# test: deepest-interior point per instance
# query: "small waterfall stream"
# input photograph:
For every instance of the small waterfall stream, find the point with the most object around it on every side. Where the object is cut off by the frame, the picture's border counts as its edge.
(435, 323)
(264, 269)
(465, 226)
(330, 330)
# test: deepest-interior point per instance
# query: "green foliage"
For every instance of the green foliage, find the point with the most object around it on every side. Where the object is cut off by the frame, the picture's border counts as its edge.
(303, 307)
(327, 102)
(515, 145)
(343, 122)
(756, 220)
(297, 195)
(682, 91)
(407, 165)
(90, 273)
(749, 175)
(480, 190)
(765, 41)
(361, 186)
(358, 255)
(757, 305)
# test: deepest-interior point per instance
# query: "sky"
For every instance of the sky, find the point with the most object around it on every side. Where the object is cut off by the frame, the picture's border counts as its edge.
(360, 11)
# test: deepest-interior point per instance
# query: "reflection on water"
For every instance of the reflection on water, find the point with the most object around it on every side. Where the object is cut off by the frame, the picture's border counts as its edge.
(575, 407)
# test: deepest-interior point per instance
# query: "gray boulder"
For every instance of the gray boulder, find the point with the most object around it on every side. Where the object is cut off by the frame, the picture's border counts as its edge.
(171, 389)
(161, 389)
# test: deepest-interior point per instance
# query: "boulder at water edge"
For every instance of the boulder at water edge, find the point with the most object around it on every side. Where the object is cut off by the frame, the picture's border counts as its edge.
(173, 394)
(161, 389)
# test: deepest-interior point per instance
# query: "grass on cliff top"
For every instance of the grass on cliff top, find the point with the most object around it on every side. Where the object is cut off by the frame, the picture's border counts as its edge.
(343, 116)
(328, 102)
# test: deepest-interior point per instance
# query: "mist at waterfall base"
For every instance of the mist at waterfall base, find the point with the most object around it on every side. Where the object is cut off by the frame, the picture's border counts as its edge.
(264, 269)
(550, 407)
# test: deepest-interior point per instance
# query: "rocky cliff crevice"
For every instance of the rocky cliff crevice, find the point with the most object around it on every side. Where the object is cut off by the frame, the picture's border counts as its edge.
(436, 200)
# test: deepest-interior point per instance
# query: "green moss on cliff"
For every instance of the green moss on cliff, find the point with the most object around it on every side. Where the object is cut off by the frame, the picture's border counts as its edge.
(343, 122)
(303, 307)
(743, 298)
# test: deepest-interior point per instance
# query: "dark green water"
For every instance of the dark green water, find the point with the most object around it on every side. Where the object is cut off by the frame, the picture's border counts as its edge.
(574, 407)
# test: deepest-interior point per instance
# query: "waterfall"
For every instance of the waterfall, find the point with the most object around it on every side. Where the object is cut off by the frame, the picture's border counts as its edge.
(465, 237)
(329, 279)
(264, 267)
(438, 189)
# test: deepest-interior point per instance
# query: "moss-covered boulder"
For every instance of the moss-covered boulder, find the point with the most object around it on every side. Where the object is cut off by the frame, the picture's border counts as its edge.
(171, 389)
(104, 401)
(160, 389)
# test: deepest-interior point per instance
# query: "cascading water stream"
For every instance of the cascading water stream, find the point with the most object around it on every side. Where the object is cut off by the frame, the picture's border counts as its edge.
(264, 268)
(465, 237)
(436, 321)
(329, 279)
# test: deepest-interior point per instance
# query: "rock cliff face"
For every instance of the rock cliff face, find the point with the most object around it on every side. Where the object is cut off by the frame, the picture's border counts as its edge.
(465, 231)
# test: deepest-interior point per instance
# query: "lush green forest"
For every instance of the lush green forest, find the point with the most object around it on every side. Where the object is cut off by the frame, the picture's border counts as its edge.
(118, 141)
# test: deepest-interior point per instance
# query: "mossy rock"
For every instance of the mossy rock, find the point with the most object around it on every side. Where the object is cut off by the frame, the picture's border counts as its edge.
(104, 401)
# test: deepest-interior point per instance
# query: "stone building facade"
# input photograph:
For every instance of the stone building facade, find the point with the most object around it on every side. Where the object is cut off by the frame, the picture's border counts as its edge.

#### [Given exercise]
Write out the data exactly as it stands.

#### [Output for this exercise]
# test: deepest-interior point per instance
# query: "small waterfall stream"
# input photograph:
For every instance of the small waterfall stream, find the point with the most object around it on every side. Where the object is cut off by the frame, the picture's border counts as its edge.
(435, 323)
(264, 269)
(465, 226)
(330, 330)
# test: deepest-interior point per instance
# query: "green foliage"
For every instance of the green foliage, find the point with the most object around it on every side. Where the object is cut off by the frame, the picture's border counts as its edge.
(303, 307)
(327, 102)
(515, 145)
(343, 122)
(756, 220)
(297, 195)
(682, 91)
(407, 165)
(90, 273)
(749, 175)
(480, 190)
(765, 41)
(361, 186)
(358, 255)
(757, 305)
# test: deepest-interior point per instance
# query: "sky"
For every instance of the sky, find the point with the most object around it on every side. Where the object is cut off by the frame, the picture's border counts as its edge.
(360, 11)
# test: deepest-interior point per instance
# query: "reflection on water"
For every instance of the reflection on water, find the point with the most object around it on every side. Where the object is cut off by the frame, the picture's border counts as its edge.
(575, 407)
# test: deepest-interior point per instance
# query: "gray boulder"
For every instance of the gray boulder, find the point with the most object around it on every side. Where the object is cut off by the frame, the picture's border counts as its edge.
(171, 389)
(161, 389)
# test: deepest-interior point per instance
# query: "boulder at water edge"
For every instance of the boulder at water edge, find the point with the most object around it on every side. Where the object is cut off by the frame, the picture's border counts as its edge.
(173, 394)
(161, 389)
# test: deepest-interior point per instance
# query: "grass on cliff top"
For every instance of the grass on cliff top, find the point with the most object around it on every side. Where the object is cut off by the frame, the picture's border counts as its edge.
(343, 116)
(328, 102)
# test: deepest-interior point per instance
# query: "mist at waterfall base"
For every instance of the mist at waterfall base, find the point with the most object around it on every side. Where the object is cut off by the frame, the picture's border counts as its edge.
(264, 269)
(550, 407)
# test: deepest-interior point per instance
# query: "rocky cliff crevice"
For every instance of the rocky cliff crevice, find the point with the most object around it on every side. Where the object is cut off by the frame, the picture's border counts as its edge.
(436, 200)
# test: deepest-interior point per instance
# query: "green moss on cliff"
For every instance of the green moss on cliff, find the point with the most object around it on every side. Where the object is cut off by the frame, the picture's border counts as its edge.
(343, 122)
(303, 307)
(743, 298)
# test: deepest-interior point per instance
# query: "dark green water"
For every instance of the dark green water, find the point with the most object around it on every side. Where the object is cut off by the frame, the picture's border counts as its edge.
(574, 407)
# test: deepest-interior point per instance
# query: "waterfall"
For every instance of the waterfall, find the point with the most object around it on every side. Where the object is cut off by the frame, the picture's border counts as its edge.
(465, 237)
(329, 279)
(264, 267)
(438, 189)
# test: deepest-interior point per instance
# query: "moss-covered boulder"
For every instance of the moss-covered boulder, find the point with the most object around it on every side. Where the object is cut off by the frame, the picture's border counts as its edge.
(171, 389)
(104, 401)
(160, 389)
# test: deepest-interior point per instance
# query: "cascading water stream"
For every instance of the cascading water stream, find the point with the most object around it on every side. Where the object is cut off by the frame, the picture's border counts as its edge.
(264, 268)
(465, 237)
(436, 321)
(329, 279)
# test: deepest-interior point per instance
# query: "rock cliff face"
For every instance of the rock cliff face, find the point with the most object around it on every side. Where the object is cut off by the frame, the picture's border counts as its edge.
(465, 231)
# test: deepest-interior point per instance
# query: "lush green forest"
For every instance of the lush green forest, find the point with the most object around it on every side. Where the object is cut off by the frame, the picture's border counts as its edge.
(118, 141)
# test: deepest-interior point per instance
# query: "mossy rock"
For every instance of the mossy rock, find the point with the most object around it on every side. Where the object is cut off by the frame, the picture's border counts as its edge.
(104, 401)
# test: deepest-interior point per instance
# query: "stone building facade"
# input photograph:
For every instance of the stone building facade, find the point with the most object around it on every side. Where the object is cut off by the frame, the picture's border counts as its edge.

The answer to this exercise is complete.